→ Data entries
========================================================================

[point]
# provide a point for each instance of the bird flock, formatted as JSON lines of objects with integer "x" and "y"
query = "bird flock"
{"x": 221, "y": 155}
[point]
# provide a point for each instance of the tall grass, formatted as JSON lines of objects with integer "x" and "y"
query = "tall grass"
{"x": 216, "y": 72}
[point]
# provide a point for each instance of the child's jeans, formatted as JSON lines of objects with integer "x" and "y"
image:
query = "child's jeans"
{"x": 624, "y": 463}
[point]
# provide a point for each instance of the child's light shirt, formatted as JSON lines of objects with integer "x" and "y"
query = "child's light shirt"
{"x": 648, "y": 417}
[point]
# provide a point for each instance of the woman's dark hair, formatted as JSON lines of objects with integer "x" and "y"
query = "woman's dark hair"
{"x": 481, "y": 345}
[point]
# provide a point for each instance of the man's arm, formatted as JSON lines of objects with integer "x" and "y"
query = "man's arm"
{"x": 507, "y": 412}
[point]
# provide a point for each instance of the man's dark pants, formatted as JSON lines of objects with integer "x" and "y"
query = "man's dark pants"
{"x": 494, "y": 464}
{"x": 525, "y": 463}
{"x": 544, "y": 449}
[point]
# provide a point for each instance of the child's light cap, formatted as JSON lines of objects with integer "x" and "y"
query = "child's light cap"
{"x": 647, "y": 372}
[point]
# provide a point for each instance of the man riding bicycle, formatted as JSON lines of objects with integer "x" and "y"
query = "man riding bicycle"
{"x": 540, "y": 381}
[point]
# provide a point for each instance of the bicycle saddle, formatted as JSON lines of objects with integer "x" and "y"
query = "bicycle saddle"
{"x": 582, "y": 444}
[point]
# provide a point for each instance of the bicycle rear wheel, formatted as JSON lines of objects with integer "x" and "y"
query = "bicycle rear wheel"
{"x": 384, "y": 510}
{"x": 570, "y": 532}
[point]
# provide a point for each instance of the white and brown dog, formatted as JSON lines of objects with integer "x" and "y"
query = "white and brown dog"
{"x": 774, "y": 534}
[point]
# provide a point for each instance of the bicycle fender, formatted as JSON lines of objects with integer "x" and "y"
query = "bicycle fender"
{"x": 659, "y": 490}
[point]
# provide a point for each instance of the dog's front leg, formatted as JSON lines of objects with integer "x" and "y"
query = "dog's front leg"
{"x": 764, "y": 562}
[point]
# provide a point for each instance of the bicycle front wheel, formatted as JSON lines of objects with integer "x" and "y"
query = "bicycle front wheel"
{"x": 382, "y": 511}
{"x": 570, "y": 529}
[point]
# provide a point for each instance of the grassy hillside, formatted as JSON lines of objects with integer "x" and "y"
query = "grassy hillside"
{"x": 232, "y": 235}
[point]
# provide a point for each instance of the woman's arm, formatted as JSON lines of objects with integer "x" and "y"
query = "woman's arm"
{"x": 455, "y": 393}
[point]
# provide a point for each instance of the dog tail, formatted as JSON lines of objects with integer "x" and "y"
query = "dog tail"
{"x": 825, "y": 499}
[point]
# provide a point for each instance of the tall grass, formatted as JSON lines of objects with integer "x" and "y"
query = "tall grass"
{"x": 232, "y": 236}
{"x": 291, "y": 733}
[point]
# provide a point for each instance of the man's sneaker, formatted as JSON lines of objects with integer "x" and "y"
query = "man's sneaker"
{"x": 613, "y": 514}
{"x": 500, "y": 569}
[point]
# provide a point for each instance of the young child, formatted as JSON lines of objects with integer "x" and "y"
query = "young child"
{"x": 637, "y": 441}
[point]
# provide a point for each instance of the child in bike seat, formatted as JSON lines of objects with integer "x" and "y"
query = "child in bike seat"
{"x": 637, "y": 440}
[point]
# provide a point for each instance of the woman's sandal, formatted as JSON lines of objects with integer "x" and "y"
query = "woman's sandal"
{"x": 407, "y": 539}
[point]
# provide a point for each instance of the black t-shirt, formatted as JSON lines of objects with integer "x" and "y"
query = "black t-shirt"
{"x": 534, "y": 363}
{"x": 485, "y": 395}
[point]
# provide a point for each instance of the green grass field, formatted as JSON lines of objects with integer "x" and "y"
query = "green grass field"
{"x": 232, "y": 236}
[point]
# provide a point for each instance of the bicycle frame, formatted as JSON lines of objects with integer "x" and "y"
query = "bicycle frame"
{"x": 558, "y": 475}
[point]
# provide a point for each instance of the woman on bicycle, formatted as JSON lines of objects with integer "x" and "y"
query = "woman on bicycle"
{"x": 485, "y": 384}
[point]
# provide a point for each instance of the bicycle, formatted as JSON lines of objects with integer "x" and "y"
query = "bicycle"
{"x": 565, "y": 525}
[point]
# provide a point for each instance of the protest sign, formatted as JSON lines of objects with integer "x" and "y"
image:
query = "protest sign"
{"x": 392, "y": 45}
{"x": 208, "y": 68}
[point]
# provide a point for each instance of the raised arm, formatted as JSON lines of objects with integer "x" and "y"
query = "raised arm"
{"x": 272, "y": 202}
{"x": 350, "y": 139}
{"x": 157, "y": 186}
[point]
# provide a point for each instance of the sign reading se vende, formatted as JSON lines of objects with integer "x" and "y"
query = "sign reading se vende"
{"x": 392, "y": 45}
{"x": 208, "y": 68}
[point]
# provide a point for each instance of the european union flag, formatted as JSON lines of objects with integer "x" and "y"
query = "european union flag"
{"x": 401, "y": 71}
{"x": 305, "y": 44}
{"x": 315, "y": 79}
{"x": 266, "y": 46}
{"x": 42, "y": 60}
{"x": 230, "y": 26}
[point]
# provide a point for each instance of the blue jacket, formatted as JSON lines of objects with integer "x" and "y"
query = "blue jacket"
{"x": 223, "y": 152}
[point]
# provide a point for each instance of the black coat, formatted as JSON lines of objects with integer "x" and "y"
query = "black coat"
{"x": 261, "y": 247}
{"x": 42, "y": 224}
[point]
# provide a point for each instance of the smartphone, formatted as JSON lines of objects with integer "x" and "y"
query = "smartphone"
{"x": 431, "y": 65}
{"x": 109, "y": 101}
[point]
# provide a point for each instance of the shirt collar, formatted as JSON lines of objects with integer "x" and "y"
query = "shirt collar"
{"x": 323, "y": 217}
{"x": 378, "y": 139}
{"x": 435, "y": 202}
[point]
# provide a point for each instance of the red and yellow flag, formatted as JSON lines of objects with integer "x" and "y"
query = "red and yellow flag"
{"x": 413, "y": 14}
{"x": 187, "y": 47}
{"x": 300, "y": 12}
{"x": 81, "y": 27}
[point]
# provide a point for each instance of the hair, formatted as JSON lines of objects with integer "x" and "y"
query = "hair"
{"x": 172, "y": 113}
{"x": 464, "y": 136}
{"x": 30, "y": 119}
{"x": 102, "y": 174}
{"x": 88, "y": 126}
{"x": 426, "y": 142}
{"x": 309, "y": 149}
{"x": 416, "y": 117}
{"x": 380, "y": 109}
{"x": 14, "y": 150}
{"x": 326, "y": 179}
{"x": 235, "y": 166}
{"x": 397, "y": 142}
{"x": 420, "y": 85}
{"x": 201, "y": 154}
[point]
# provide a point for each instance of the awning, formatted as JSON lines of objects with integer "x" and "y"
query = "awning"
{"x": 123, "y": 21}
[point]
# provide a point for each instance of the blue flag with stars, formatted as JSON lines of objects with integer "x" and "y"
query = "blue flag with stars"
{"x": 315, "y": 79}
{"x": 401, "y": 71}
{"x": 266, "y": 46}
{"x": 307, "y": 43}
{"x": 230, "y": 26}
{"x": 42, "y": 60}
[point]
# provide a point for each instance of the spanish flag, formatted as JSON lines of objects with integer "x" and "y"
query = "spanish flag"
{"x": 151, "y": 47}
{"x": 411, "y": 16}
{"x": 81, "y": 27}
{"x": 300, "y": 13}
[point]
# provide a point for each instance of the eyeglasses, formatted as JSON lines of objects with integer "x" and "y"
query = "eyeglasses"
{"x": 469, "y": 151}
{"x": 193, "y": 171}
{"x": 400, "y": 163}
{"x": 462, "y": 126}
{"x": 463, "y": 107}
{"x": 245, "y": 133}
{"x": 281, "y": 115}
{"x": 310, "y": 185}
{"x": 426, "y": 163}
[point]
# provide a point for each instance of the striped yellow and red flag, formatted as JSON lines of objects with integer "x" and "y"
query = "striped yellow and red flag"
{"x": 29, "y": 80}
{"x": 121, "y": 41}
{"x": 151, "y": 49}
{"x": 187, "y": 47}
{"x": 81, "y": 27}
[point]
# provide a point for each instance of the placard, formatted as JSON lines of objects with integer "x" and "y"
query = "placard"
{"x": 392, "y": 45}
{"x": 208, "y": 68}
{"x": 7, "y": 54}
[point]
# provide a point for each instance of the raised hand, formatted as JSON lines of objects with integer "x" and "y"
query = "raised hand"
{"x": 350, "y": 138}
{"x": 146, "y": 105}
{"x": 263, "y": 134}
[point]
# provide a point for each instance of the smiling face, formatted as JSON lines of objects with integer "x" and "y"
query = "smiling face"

========================================================================

→ Instructions for the task
Locate every line in the records above that contains the string "hillside", and copy each of those lines.

→ Worked solution
# provide a point for each instance of the grassy hillside, formatted as JSON lines of objects with integer "x" and "y"
query = "grassy hillside"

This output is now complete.